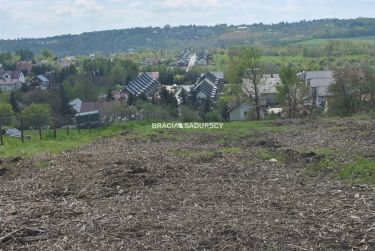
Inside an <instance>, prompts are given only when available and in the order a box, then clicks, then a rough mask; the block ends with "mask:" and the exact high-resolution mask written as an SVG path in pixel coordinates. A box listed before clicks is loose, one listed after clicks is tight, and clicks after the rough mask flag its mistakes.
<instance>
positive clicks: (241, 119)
mask: <svg viewBox="0 0 375 251" xmlns="http://www.w3.org/2000/svg"><path fill="white" fill-rule="evenodd" d="M252 111H253V106H251V105H247V104H240V105H239V106H237V107H236V108H235V109H234V110H232V111H231V112H230V113H229V120H230V121H236V120H246V119H248V118H249V114H250V113H251V112H252Z"/></svg>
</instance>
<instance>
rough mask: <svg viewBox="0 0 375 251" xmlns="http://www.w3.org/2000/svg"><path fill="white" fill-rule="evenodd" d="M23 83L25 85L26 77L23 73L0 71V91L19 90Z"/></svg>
mask: <svg viewBox="0 0 375 251" xmlns="http://www.w3.org/2000/svg"><path fill="white" fill-rule="evenodd" d="M23 83H25V76H24V75H23V73H22V71H19V70H17V71H4V70H0V91H14V90H18V89H20V88H21V86H22V84H23Z"/></svg>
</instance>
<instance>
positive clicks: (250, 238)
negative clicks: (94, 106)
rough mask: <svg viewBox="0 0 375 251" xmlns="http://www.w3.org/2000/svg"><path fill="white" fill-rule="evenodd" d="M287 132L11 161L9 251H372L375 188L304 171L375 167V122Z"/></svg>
mask: <svg viewBox="0 0 375 251" xmlns="http://www.w3.org/2000/svg"><path fill="white" fill-rule="evenodd" d="M285 125H289V127H288V128H289V129H287V130H284V131H281V132H278V133H275V132H273V133H271V132H267V131H262V130H259V131H256V132H255V133H254V134H253V135H252V136H251V137H249V136H247V137H244V138H243V139H240V140H233V139H230V138H228V139H226V136H220V135H218V134H215V133H211V134H205V133H203V132H201V133H197V132H195V133H177V134H176V137H174V138H173V139H171V138H165V137H153V138H150V139H149V140H140V139H139V140H137V139H136V138H135V139H134V138H132V139H131V138H129V137H128V135H125V136H119V137H117V138H111V139H101V140H98V141H96V142H94V143H92V144H91V145H89V146H86V147H84V148H82V149H81V150H78V151H67V152H65V153H63V154H61V155H58V156H43V157H36V158H34V159H3V160H1V161H0V163H1V164H0V167H1V168H2V169H0V191H1V192H0V250H375V187H374V186H372V185H365V184H363V185H350V184H348V183H347V182H344V181H342V180H340V179H339V178H337V177H334V176H333V175H331V174H330V173H327V174H323V175H316V176H309V175H306V172H305V169H306V166H307V165H310V164H311V163H314V162H317V161H319V160H320V159H321V158H322V156H321V155H320V154H317V153H315V152H310V150H311V149H315V148H321V147H324V148H330V149H333V150H334V151H335V152H336V153H337V154H336V157H337V158H342V161H343V162H344V161H346V159H349V158H352V157H355V156H357V155H358V154H361V155H366V156H375V123H374V122H372V121H352V120H340V121H333V122H332V121H331V122H329V121H318V122H311V121H303V120H296V121H280V122H275V127H277V126H285ZM303 149H305V151H303ZM263 150H265V151H268V152H271V153H272V151H278V153H279V154H278V155H275V156H276V157H275V158H276V159H277V158H278V156H279V155H280V153H282V155H283V156H282V157H283V159H284V161H279V162H278V163H274V162H270V161H267V160H264V159H261V158H259V154H258V153H259V151H263Z"/></svg>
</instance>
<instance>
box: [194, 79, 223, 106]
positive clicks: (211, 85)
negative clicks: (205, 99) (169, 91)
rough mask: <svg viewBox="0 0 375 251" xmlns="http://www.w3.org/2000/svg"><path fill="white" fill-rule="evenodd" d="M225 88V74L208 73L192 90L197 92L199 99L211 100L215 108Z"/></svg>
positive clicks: (199, 81)
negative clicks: (220, 93)
mask: <svg viewBox="0 0 375 251" xmlns="http://www.w3.org/2000/svg"><path fill="white" fill-rule="evenodd" d="M223 86H224V73H223V72H207V73H206V74H204V75H202V76H201V77H200V78H199V79H198V80H197V82H196V84H195V85H194V87H193V88H192V90H193V91H195V92H196V94H197V99H210V101H211V104H212V106H215V105H216V103H217V99H218V96H219V93H220V92H221V90H222V89H223Z"/></svg>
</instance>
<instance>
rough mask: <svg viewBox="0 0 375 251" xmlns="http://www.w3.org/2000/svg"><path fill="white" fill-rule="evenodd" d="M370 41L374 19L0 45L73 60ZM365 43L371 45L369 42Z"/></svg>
mask: <svg viewBox="0 0 375 251" xmlns="http://www.w3.org/2000/svg"><path fill="white" fill-rule="evenodd" d="M371 36H375V18H359V19H348V20H340V19H323V20H315V21H300V22H296V23H285V22H282V23H279V24H272V25H265V24H252V25H241V26H228V25H226V24H222V25H216V26H195V25H191V26H179V27H170V26H165V27H164V28H159V27H147V28H132V29H122V30H108V31H97V32H88V33H83V34H80V35H63V36H55V37H48V38H38V39H17V40H0V51H11V52H14V51H16V50H17V49H30V50H32V51H34V53H40V51H41V50H42V49H51V50H52V51H53V52H54V54H55V55H63V54H68V55H77V54H89V53H95V52H105V53H116V52H123V51H128V50H142V49H150V50H158V49H168V50H173V49H180V48H185V47H192V48H199V47H205V48H227V47H229V46H232V45H254V44H263V45H285V44H291V43H298V42H303V41H309V40H312V41H314V40H316V39H342V38H346V39H347V38H356V37H361V38H363V37H370V38H371ZM368 41H370V42H371V39H370V40H368ZM372 41H373V40H372Z"/></svg>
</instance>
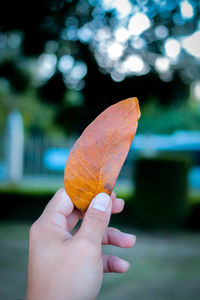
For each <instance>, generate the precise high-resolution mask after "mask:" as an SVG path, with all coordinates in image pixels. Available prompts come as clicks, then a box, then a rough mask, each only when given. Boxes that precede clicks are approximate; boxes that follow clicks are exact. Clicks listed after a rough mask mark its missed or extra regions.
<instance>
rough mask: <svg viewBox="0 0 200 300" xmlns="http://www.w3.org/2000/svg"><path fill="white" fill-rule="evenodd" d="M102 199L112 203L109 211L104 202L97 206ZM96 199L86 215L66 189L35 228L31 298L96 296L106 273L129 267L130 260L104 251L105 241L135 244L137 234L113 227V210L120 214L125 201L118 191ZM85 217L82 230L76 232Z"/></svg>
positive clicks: (35, 223) (105, 195) (35, 222)
mask: <svg viewBox="0 0 200 300" xmlns="http://www.w3.org/2000/svg"><path fill="white" fill-rule="evenodd" d="M97 197H98V199H100V200H99V201H100V202H99V201H98V203H100V204H101V203H104V204H105V203H107V204H106V207H105V211H102V210H100V209H99V205H98V207H97V208H95V207H96V206H95V203H96V201H95V199H96V198H97ZM97 197H95V198H94V199H93V200H92V202H91V204H90V206H89V208H88V210H87V212H86V213H85V214H84V213H82V212H80V211H78V210H77V209H75V208H74V206H73V203H72V201H71V200H70V198H69V196H68V195H67V194H66V192H65V190H64V189H63V188H62V189H60V190H58V191H57V193H56V194H55V195H54V197H53V198H52V199H51V201H50V202H49V203H48V205H47V206H46V208H45V210H44V212H43V213H42V215H41V216H40V217H39V219H38V220H37V221H36V222H35V223H34V224H33V225H32V226H31V229H30V245H29V263H28V287H27V296H26V300H55V299H56V300H69V299H70V300H94V299H96V298H97V296H98V294H99V291H100V288H101V285H102V278H103V272H115V273H124V272H126V271H127V270H128V269H129V263H128V262H127V261H124V260H122V259H121V258H119V257H115V256H109V255H103V254H102V245H115V246H118V247H123V248H131V247H132V246H133V245H134V243H135V236H133V235H130V234H126V233H123V232H121V231H119V230H117V229H115V228H110V227H108V223H109V220H110V216H111V213H119V212H121V211H122V210H123V207H124V201H123V200H122V199H118V198H116V195H115V194H114V193H113V194H112V195H111V197H109V196H108V195H107V194H105V193H101V194H99V195H98V196H97ZM101 201H102V202H101ZM106 201H107V202H106ZM82 218H83V221H82V224H81V226H80V228H79V229H78V230H77V231H76V232H75V233H74V234H71V231H72V229H73V228H74V227H75V226H76V224H77V222H78V221H79V220H80V219H82Z"/></svg>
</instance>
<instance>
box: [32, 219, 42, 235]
mask: <svg viewBox="0 0 200 300" xmlns="http://www.w3.org/2000/svg"><path fill="white" fill-rule="evenodd" d="M39 232H40V230H39V224H38V221H35V222H34V223H33V224H32V225H31V228H30V236H31V237H35V236H36V235H38V233H39Z"/></svg>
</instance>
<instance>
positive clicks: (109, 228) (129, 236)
mask: <svg viewBox="0 0 200 300" xmlns="http://www.w3.org/2000/svg"><path fill="white" fill-rule="evenodd" d="M135 241H136V237H135V236H134V235H132V234H128V233H124V232H122V231H120V230H118V229H116V228H111V227H108V228H107V229H106V230H105V233H104V236H103V239H102V244H103V245H113V246H118V247H121V248H131V247H133V246H134V244H135Z"/></svg>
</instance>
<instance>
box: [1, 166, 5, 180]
mask: <svg viewBox="0 0 200 300" xmlns="http://www.w3.org/2000/svg"><path fill="white" fill-rule="evenodd" d="M5 179H6V166H5V163H3V162H0V180H5Z"/></svg>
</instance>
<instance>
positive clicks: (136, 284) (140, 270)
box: [0, 223, 200, 300]
mask: <svg viewBox="0 0 200 300" xmlns="http://www.w3.org/2000/svg"><path fill="white" fill-rule="evenodd" d="M29 226H30V225H29V224H19V223H16V224H14V223H13V224H6V223H1V224H0V244H1V251H0V282H1V285H0V299H3V300H19V299H20V300H22V299H24V296H25V289H26V277H27V256H28V232H29ZM129 230H130V229H129ZM130 231H134V230H133V229H131V230H130ZM136 235H137V243H136V246H135V247H134V248H133V249H118V248H117V247H110V246H105V247H104V252H106V253H112V254H114V255H119V256H121V257H122V258H125V259H127V260H128V261H129V262H130V263H131V268H130V270H129V271H128V272H127V273H126V274H105V276H104V282H103V288H102V290H101V293H100V296H99V300H113V299H115V300H121V299H123V300H132V299H137V300H168V299H169V300H190V299H192V300H198V299H199V295H200V256H199V249H200V235H199V234H198V233H180V232H179V233H178V232H177V233H170V234H167V233H144V232H136Z"/></svg>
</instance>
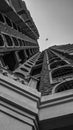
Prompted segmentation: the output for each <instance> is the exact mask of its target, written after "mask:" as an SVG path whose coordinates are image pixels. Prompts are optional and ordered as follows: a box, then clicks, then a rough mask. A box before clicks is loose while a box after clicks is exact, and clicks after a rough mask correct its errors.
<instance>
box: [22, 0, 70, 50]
mask: <svg viewBox="0 0 73 130" xmlns="http://www.w3.org/2000/svg"><path fill="white" fill-rule="evenodd" d="M24 1H25V2H26V5H27V8H28V10H29V11H30V13H31V16H32V18H33V20H34V22H35V24H36V26H37V28H38V31H39V34H40V37H39V40H38V42H39V45H40V50H41V51H42V50H44V49H46V48H48V47H50V46H53V45H61V44H67V43H73V0H24ZM46 38H47V40H46Z"/></svg>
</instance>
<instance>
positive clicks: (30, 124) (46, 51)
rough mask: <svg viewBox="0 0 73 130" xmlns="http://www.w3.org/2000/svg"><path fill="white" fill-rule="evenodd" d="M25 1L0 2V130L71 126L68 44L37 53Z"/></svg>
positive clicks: (72, 84) (69, 47)
mask: <svg viewBox="0 0 73 130" xmlns="http://www.w3.org/2000/svg"><path fill="white" fill-rule="evenodd" d="M38 38H39V32H38V30H37V27H36V25H35V23H34V21H33V18H32V17H31V14H30V12H29V10H28V9H27V6H26V4H25V2H23V1H22V0H1V3H0V130H72V129H73V45H72V44H67V45H60V46H52V47H50V48H48V49H46V50H44V51H42V52H40V50H39V44H38Z"/></svg>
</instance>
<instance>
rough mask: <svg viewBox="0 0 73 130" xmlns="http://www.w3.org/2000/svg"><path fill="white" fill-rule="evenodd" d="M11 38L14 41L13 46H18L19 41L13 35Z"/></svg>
mask: <svg viewBox="0 0 73 130" xmlns="http://www.w3.org/2000/svg"><path fill="white" fill-rule="evenodd" d="M12 39H13V41H14V44H15V46H19V43H18V41H17V39H16V38H15V37H12Z"/></svg>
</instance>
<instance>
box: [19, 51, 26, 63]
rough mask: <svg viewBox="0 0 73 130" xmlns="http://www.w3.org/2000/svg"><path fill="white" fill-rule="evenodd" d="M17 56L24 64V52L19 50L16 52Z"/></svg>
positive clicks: (21, 61)
mask: <svg viewBox="0 0 73 130" xmlns="http://www.w3.org/2000/svg"><path fill="white" fill-rule="evenodd" d="M18 55H19V57H20V59H21V63H24V62H25V61H26V57H25V54H24V50H21V51H19V52H18Z"/></svg>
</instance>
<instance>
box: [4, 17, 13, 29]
mask: <svg viewBox="0 0 73 130" xmlns="http://www.w3.org/2000/svg"><path fill="white" fill-rule="evenodd" d="M4 17H5V20H6V23H7V24H8V26H10V27H12V23H11V21H10V19H9V18H8V17H7V16H4Z"/></svg>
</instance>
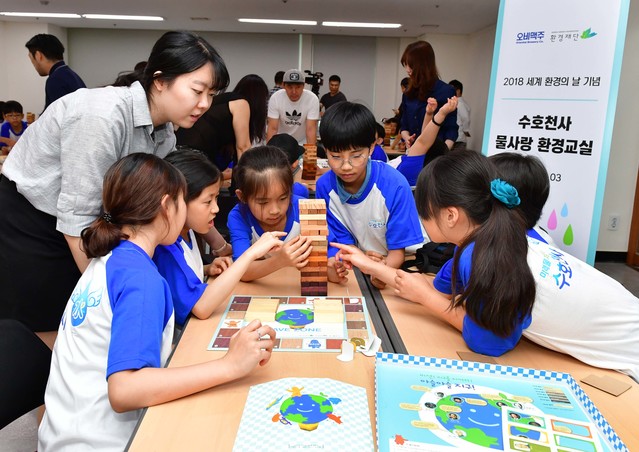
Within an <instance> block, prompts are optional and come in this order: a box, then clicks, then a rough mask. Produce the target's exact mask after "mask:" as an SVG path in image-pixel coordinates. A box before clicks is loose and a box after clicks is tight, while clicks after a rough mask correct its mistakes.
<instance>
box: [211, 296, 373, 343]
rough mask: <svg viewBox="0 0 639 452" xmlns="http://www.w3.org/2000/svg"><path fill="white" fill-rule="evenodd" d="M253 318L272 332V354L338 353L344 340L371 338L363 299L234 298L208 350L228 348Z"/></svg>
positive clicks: (352, 342)
mask: <svg viewBox="0 0 639 452" xmlns="http://www.w3.org/2000/svg"><path fill="white" fill-rule="evenodd" d="M254 319H260V321H261V322H262V324H265V325H269V326H271V327H272V328H273V329H274V330H275V333H276V341H275V347H274V349H273V350H274V351H278V350H279V351H319V352H339V351H340V350H341V347H342V342H343V341H344V340H348V341H350V342H351V343H352V344H353V345H354V346H363V345H365V343H367V341H369V340H370V339H372V334H371V332H372V330H371V327H370V319H369V316H368V311H367V309H366V301H365V299H364V297H301V296H294V297H288V296H268V297H265V296H250V295H235V296H233V298H232V299H231V302H230V303H229V305H228V307H227V309H226V311H225V312H224V314H223V315H222V320H221V321H220V324H219V326H218V327H217V329H216V331H215V334H214V335H213V338H212V339H211V341H210V343H209V347H208V349H209V350H225V349H228V346H229V343H230V340H231V336H233V334H235V333H236V332H237V330H239V329H240V328H242V327H243V326H245V325H248V324H249V323H250V322H251V321H252V320H254Z"/></svg>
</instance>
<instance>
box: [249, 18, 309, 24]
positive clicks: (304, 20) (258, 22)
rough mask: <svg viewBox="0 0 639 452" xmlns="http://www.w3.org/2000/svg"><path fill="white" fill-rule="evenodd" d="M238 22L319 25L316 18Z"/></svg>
mask: <svg viewBox="0 0 639 452" xmlns="http://www.w3.org/2000/svg"><path fill="white" fill-rule="evenodd" d="M238 22H247V23H252V24H280V25H317V21H315V20H284V19H238Z"/></svg>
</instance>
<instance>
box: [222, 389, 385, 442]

- - -

* _INSTRUCTION_
Pick out every line of the material that contains the string "tight", treating uppercase and lowercase letters as distinct.

* _SOLUTION TO THE PROBLEM_
Inside an <instance>, prompts are given only when available and in the order a box, then clicks, then a rough mask; the block ends with "mask:" and the exact high-resolution mask written as an SVG path in pixel coordinates. A box listed before clicks is loose, one listed after clicks is tight, and clicks after the rough mask flag its mistakes.
Within an <instance> block, prompts are optional and come in this order: a box, then clicks, then a rough mask. Produce the target's exact mask after "mask:" as an SVG path in image-pixel coordinates. A box before clicks is loose and a box after clicks is tight, while clicks after a rough mask correct its mistakes.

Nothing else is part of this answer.